Extract provided
Trojans or Trojan horses

 

What does a Trojan infect?

Although Trojans are similar to computer viruses, they cannot be considered as viruses. Trojans try to pass themselves off as harmless programs and get into computers through any of the usual means of propagation. The user, believing this is a useful application or an interesting file will be tempted to run it or open it. If this happens, the Trojan will install a damaging program on the system.

 

How does a worm infect and propagate?

Trojans ‘drop’ or include programs in infected computers through any of the usual means of propagation. These programs carry out a series of actions aimed at obstructing the user’s work, causing damage to the system and stealing information.

 

How does a Trojan work?

A Trojan may have entered a computer although it has not yet carried out any actions. Trojans wait for a certain condition to be met - the trigger condition - to start acting. When the trigger condition is met, the Trojan deletes files, eliminates hard disk information and opens security holes (backdoors), which make the system vulnerable to attack from malicious users.

 

The main objective of Trojans is to access certain communication ports (access points in a computer or means through which information is transferred –inbound/outbound – from the computer to the outside and vice-versa) in order to leave them open and accessible from the outside (their name, Trojans, comes from the Trojan Horse in Greek mythology). As a result, an attacker could access all the information stored in the system infected with a Trojan through a connection established from another computer in a local network or connected to the Internet and carry out a number of actions on it.

Questions on the material
- 1) Extract the passage of the Trojans text starting at "The main objective" and ending at "actions on it.".
- 2) Translate this sentence from the Trojans text into Spanish: "Trojans wait for a certain condition to be met - the trigger condition - to start acting."
- 3) According to the Trojans text, why does a user end up running or opening a Trojan?
Work only from the Trojans text.

Entries provided

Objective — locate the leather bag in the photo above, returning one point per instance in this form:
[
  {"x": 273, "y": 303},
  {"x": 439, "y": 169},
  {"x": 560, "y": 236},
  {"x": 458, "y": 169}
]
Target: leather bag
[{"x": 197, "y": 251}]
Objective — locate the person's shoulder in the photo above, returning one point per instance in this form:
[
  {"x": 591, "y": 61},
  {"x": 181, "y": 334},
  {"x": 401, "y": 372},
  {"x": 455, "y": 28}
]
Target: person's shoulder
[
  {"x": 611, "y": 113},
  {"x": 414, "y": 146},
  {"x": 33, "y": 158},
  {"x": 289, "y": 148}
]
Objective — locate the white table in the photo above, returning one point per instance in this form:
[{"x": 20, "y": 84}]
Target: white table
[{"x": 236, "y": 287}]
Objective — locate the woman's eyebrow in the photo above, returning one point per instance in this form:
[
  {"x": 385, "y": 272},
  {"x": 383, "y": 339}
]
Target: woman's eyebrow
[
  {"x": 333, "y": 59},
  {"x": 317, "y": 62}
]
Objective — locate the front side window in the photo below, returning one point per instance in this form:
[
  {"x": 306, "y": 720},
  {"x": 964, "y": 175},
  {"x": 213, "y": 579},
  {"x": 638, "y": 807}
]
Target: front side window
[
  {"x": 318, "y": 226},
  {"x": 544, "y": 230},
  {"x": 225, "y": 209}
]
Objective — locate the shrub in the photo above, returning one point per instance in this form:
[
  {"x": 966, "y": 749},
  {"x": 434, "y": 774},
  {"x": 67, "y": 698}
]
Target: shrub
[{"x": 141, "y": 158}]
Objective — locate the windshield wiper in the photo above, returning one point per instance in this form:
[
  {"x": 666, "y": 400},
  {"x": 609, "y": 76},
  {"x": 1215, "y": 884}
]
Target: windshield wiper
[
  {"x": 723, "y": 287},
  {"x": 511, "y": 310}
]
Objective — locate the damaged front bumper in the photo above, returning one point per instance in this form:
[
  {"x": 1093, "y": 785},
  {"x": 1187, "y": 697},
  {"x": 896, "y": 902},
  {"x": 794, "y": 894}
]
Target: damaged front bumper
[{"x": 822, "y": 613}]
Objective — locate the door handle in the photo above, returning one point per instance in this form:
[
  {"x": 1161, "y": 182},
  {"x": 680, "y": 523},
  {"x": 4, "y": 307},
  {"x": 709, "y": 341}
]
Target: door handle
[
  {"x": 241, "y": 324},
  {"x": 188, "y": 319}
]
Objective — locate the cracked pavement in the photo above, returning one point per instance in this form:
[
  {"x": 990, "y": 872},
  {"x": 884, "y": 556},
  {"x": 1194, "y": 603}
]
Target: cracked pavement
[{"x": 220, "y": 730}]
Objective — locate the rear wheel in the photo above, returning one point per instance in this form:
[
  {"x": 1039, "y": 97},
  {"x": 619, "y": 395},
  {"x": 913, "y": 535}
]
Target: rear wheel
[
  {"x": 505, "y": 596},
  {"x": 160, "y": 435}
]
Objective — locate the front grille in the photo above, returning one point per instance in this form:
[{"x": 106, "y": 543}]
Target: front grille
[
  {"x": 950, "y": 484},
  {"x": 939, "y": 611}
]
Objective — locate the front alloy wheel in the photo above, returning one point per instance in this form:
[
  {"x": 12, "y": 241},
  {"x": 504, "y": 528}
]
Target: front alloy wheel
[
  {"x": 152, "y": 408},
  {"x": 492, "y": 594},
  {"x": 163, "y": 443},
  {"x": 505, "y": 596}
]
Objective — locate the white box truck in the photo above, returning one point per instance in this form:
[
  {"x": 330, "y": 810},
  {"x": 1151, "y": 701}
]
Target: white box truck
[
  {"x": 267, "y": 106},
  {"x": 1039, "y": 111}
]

Written responses
- 1)
The main objective of Trojans is to access certain communication ports (access points in a computer or means through which information is transferred –inbound/outbound – from the computer to the outside and vice-versa) in order to leave them open and accessible from the outside (their name, Trojans, comes from the Trojan Horse in Greek mythology). As a result, an attacker could access all the information stored in the system infected with a Trojan through a connection established from another computer in a local network or connected to the Internet and carry out a number of actions on it.

- 2) Los troyanos esperan a que se cumpla una determinada condición (la condición de activación) para empezar a actuar.

- 3) Trojans pass themselves off as harmless programs. Believing a Trojan is a useful application or an interesting file, the user is tempted to run or open it.